Sans mettre en doute la sincérité de ces femmes, il serait intéressant qu’une journaliste leur demande pourquoi ce même Dieu n’exige pas de pareilles contraintes vestimentaires – et bien d’autres contraintes sociales - de la part des hommes. Or, ce sont justement des hommes qui, se prétendant les interprètes d’une loi divine, déterminent ce que Dieu aime et n’aime pas dans l’habillement des femmes. Les femmes voilées qui défendent fièrement leur choix sur la place publique sont présentées par les imans comme des modèles de musulmanes pudiques et vertueuses, ce qui soumet les autres, celles qui ne portent pas le voile, à des pressions supplémentaires dans leur milieu. Sur le site d’une mosquée de Montréal, on traite ces rebelles de femmes légères et on les avise qu’elles risquent d’être violées… par leur faute.

3- La domination de l’intégrisme islamique est un danger bien loin de nous.

Le monde est petit. La lutte des femmes pour la reconnaissance de leurs droits est un enjeu qui transcende nos frontières. C’est un combat mondial, dont nous devons tous nous solidariser. À plus forte raison les mouvements, associations et partis féministes. Loin de nous ? Pas tant que cela. Décembre 2007, en Ontario, la jeune Aqsa Parvez est étranglée par son père pour avoir refusé de porter le voile ? Et au Québec, combien de femmes sont violentées pour le même motif, sans que les médias le rapportent ?

4- Faudrait-il interdire le port d’une croix dans les services publics ?

Objectif A: Citez à l'identique les lignes des enregistrements situées entre celle qui contient "Where can the cheetah's head" et celle qui contient "x=30, y=174", ces deux lignes comprises.
Ces enregistrements n'ont aucun lien avec l'extrait.

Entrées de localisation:

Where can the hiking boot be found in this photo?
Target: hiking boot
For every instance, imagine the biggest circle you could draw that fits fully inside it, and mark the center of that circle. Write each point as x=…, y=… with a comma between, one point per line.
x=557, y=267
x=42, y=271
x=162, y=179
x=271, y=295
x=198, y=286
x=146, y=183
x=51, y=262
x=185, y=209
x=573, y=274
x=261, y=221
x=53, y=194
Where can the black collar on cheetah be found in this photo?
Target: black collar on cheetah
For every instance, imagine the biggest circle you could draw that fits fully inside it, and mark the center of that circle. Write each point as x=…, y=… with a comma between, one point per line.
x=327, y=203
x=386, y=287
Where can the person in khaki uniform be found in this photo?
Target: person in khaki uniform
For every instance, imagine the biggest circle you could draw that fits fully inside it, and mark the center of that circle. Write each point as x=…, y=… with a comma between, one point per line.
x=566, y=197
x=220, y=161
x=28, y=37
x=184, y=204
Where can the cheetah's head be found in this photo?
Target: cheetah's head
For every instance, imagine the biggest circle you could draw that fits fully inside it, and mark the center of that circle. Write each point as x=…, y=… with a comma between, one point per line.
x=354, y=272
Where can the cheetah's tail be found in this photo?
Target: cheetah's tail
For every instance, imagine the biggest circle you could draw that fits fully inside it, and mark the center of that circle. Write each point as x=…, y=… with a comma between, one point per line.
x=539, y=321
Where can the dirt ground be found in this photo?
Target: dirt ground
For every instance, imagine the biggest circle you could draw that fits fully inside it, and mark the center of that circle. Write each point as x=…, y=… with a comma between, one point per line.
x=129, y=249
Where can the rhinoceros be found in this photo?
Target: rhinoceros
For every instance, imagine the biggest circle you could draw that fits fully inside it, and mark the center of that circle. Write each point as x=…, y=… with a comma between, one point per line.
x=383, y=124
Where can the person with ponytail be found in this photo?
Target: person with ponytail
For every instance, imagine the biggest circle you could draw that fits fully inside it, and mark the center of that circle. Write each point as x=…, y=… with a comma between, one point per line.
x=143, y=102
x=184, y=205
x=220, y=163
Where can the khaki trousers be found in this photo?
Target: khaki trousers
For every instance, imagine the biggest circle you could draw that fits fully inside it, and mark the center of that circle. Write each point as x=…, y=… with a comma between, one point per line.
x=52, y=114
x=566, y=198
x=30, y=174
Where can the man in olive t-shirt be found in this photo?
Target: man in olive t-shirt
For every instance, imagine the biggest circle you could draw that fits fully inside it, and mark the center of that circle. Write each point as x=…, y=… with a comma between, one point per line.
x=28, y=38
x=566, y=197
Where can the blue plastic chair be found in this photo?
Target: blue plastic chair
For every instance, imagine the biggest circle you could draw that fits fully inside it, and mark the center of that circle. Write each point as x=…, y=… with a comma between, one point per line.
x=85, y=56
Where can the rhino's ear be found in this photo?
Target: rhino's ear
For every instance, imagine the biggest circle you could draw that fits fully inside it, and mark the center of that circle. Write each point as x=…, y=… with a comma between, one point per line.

Objectif B: Reproduisez fidèlement le passage de l'extrait compris entre "3- La domination de" et "médias le rapportent ?", bornes incluses.

Réponse attendue A:
Where can the cheetah's head be found in this photo?
Target: cheetah's head
For every instance, imagine the biggest circle you could draw that fits fully inside it, and mark the center of that circle. Write each point as x=…, y=… with a comma between, one point per line.
x=354, y=272
Where can the cheetah's tail be found in this photo?
Target: cheetah's tail
For every instance, imagine the biggest circle you could draw that fits fully inside it, and mark the center of that circle. Write each point as x=…, y=… with a comma between, one point per line.
x=539, y=321
Where can the dirt ground be found in this photo?
Target: dirt ground
For every instance, imagine the biggest circle you could draw that fits fully inside it, and mark the center of that circle. Write each point as x=…, y=… with a comma between, one point per line.
x=129, y=249
Where can the rhinoceros be found in this photo?
Target: rhinoceros
For every instance, imagine the biggest circle you could draw that fits fully inside it, and mark the center of that circle. Write each point as x=…, y=… with a comma between, one point per line.
x=383, y=124
Where can the person with ponytail be found in this photo?
Target: person with ponytail
For every instance, imagine the biggest circle you could draw that fits fully inside it, and mark the center of that circle. Write each point as x=…, y=… with a comma between, one point per line.
x=143, y=102
x=184, y=205
x=220, y=163
Where can the khaki trousers be found in this photo?
Target: khaki trousers
For every instance, imagine the biggest circle you could draw that fits fully inside it, and mark the center of that circle. Write each point as x=…, y=… with a comma between, one point per line.
x=52, y=114
x=566, y=198
x=30, y=174

Réponse attendue B:
3- La domination de l’intégrisme islamique est un danger bien loin de nous.

Le monde est petit. La lutte des femmes pour la reconnaissance de leurs droits est un enjeu qui transcende nos frontières. C’est un combat mondial, dont nous devons tous nous solidariser. À plus forte raison les mouvements, associations et partis féministes. Loin de nous ? Pas tant que cela. Décembre 2007, en Ontario, la jeune Aqsa Parvez est étranglée par son père pour avoir refusé de porter le voile ? Et au Québec, combien de femmes sont violentées pour le même motif, sans que les médias le rapportent ?